Superbonus 110% – the sustainability narrative is not just about saving energy
Superbonus 110% – the sustainability narrative is not just about saving energy
Sustainability, regeneration and retrofitting. Two years after the Superbonus, the Italian subsidised deduction of 110% of the expenses incurred for the upgrade of the energy and anti-seismic performance of buildings, the sustainability narrative must aim at other goals.
Italy 2022. Today, it is increasingly necessary to define a design approach that enables the development of architectures and built spaces in line with globally shared goals for sustainable development. In reality, it is quite likely that there is nothing to invent with respect to a correct definition of design or the role of the architect, but it will be necessary to interpret the points already discussed at the Climate Change Conferences into concrete actions. We will have to think about cities, neighbourhoods and buildings, lining up the pieces of a complex jigsaw puzzle with which to define the cultural foundations for building quality.
Unfortunately, looking at all the outcomes of the Conference of the Parties (COP), from 1995 to the present, it is clear that not much progress has been made, and all the results have certainly not been as good as hoped, leaving us, 28 years later, almost at square one. Within this alarming framework, DVArea, even establishing itself as a benefit company, is clear in its thinking and objectives: there is only one planet and we must take care of it. There is no other option. And this must be done through a new approach to design, a new way of building, a different urban vision, massive digitisation to create databases that can be drawn on to make sustainable and future-proof design choices.
All this now takes place within an open research table that DVArea, with DVA, has established to investigate sustainable design, involving collaborators, professionals, university lecturers, specialists and experts on the subject. If each area of research must always be evaluated in relation to its effectiveness in helping to achieve one or more objectives, in the same way sustainable design must be strong with respect to the objectives of the project, it must push the designer, faced with a possible choice, to opt for the one that is most virtuous with respect to the overall objectives, promoting innovation and simplicity.
Once this premise is clarified, one can come to terms with current events, with the emergency of war and the difficulty of finding raw materials. The supply chain of the building industry already appeared altered in the face of the latest political events. The sector already had problems, amplified in Italy also by the effect of the Superbonus: price rises, work overload for companies, a non-strategic vision of energy requalification. These weaknesses also have repercussions on future investments, which tend to slow down, generating uncertainty in the market and system operators, heralding possible new economic crises in the coming months.
Italy is a very differentiated reality. A reality that has thrown itself headlong into the Superbonus: new companies have sprung up, as have new approaches, often improvised. Changes to the rules of the game have not helped to structure this initiative as a driver for a paradigm shift in the design and generation of retrofitting and regeneration (of systems and architecture) of our building stock.
Looking at the sustainability and the possibility of innovation that this initiative could have introduced into the Italian scene, the impression is that it was in fact a missed opportunity. All this activity was catalysed by only two main factors: access to deductions to carry out “free work” (according to an unfortunate initial quote, which has been largely betrayed by the facts), and to obtain the double jump up in class, which in fact is the only technical/energy constraint imposed on the work. It was never considered, within the technical and legislative set-up, that this tax concession could be the driver for innovating and digitising the sector and the building stock. If it had been compulsory for all buildings eligible for the initiative to carry out a survey and a digital model of the state of affairs and design, we would today have a first database of the built environment with significant and considerable information; if in order to access the incentive it had also been necessary to plan and design the management and future life of the building, we would have had more careful interventions and widespread quality.
---*---
Set exercise a: In the Superbonus article, condense the paragraph beginning "Once this premise is clarified" into a short bulleted list that keeps its main facts.

The input:
---*---
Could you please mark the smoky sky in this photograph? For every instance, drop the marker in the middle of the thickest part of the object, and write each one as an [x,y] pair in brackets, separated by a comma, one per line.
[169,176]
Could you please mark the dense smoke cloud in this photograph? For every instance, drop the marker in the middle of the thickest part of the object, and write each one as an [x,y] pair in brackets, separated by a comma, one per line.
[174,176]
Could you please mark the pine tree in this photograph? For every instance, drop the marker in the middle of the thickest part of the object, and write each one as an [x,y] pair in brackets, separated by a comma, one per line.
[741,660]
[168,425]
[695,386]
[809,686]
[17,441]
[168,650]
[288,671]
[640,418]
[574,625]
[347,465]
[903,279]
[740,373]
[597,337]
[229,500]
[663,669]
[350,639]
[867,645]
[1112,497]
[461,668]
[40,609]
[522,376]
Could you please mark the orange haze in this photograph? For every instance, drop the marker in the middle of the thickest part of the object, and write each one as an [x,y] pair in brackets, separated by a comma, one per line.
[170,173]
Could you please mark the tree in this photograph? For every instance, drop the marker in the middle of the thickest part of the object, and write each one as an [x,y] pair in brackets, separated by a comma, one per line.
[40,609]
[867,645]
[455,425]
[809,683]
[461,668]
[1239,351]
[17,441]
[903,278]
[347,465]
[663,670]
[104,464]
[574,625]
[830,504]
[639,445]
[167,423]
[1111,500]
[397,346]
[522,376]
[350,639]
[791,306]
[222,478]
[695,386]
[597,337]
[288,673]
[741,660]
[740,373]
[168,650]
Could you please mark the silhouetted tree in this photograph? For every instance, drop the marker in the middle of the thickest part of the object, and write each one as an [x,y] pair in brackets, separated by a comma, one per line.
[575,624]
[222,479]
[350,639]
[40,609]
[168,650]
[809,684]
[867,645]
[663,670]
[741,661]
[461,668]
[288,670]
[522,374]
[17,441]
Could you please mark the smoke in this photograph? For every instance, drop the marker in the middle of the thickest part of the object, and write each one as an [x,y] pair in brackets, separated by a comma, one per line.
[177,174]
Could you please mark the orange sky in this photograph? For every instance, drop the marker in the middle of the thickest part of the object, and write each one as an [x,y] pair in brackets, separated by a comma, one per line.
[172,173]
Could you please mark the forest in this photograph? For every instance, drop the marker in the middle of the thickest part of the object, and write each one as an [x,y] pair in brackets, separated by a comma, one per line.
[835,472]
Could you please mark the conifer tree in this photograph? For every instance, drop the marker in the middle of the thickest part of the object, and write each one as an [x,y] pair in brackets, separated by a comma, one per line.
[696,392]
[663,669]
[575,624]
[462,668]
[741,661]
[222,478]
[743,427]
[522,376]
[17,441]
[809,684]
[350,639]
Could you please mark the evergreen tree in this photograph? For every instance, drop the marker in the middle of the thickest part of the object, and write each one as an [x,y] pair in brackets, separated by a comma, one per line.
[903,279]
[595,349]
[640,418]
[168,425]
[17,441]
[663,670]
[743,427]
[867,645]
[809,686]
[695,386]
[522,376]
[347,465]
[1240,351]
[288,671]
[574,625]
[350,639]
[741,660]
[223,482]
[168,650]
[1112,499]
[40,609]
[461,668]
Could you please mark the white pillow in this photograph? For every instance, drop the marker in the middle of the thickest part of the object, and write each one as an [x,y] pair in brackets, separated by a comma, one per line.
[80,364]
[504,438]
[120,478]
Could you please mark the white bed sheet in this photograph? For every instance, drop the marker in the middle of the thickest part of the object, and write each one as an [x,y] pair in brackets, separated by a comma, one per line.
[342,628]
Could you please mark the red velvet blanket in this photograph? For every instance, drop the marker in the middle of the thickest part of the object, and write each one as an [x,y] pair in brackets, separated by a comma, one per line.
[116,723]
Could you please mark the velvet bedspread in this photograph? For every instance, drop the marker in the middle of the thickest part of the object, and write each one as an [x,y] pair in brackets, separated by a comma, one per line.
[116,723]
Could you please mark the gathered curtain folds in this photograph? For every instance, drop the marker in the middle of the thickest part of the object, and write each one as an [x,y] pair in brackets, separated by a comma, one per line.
---*---
Set exercise b: Gather every line of the records that contains the word "orange", treating uppercase and lowercase as different.

Exercise response a:
- Current pressures include the war emergency and the difficulty of finding raw materials.
- Recent political events had already disrupted the building industry's supply chain.
- In Italy, the Superbonus amplified the sector's existing problems: price rises, work overload for companies, and a non-strategic vision of energy requalification.
- These weaknesses are slowing future investment and creating uncertainty for the market and system operators.
- They may lead to new economic crises in the coming months.

Exercise response b:
Could you please mark the orange haze in this photograph? For every instance, drop the marker in the middle of the thickest part of the object, and write each one as an [x,y] pair in brackets, separated by a comma, one per line.
Could you please mark the orange sky in this photograph? For every instance, drop the marker in the middle of the thickest part of the object, and write each one as an [x,y] pair in brackets, separated by a comma, one per line.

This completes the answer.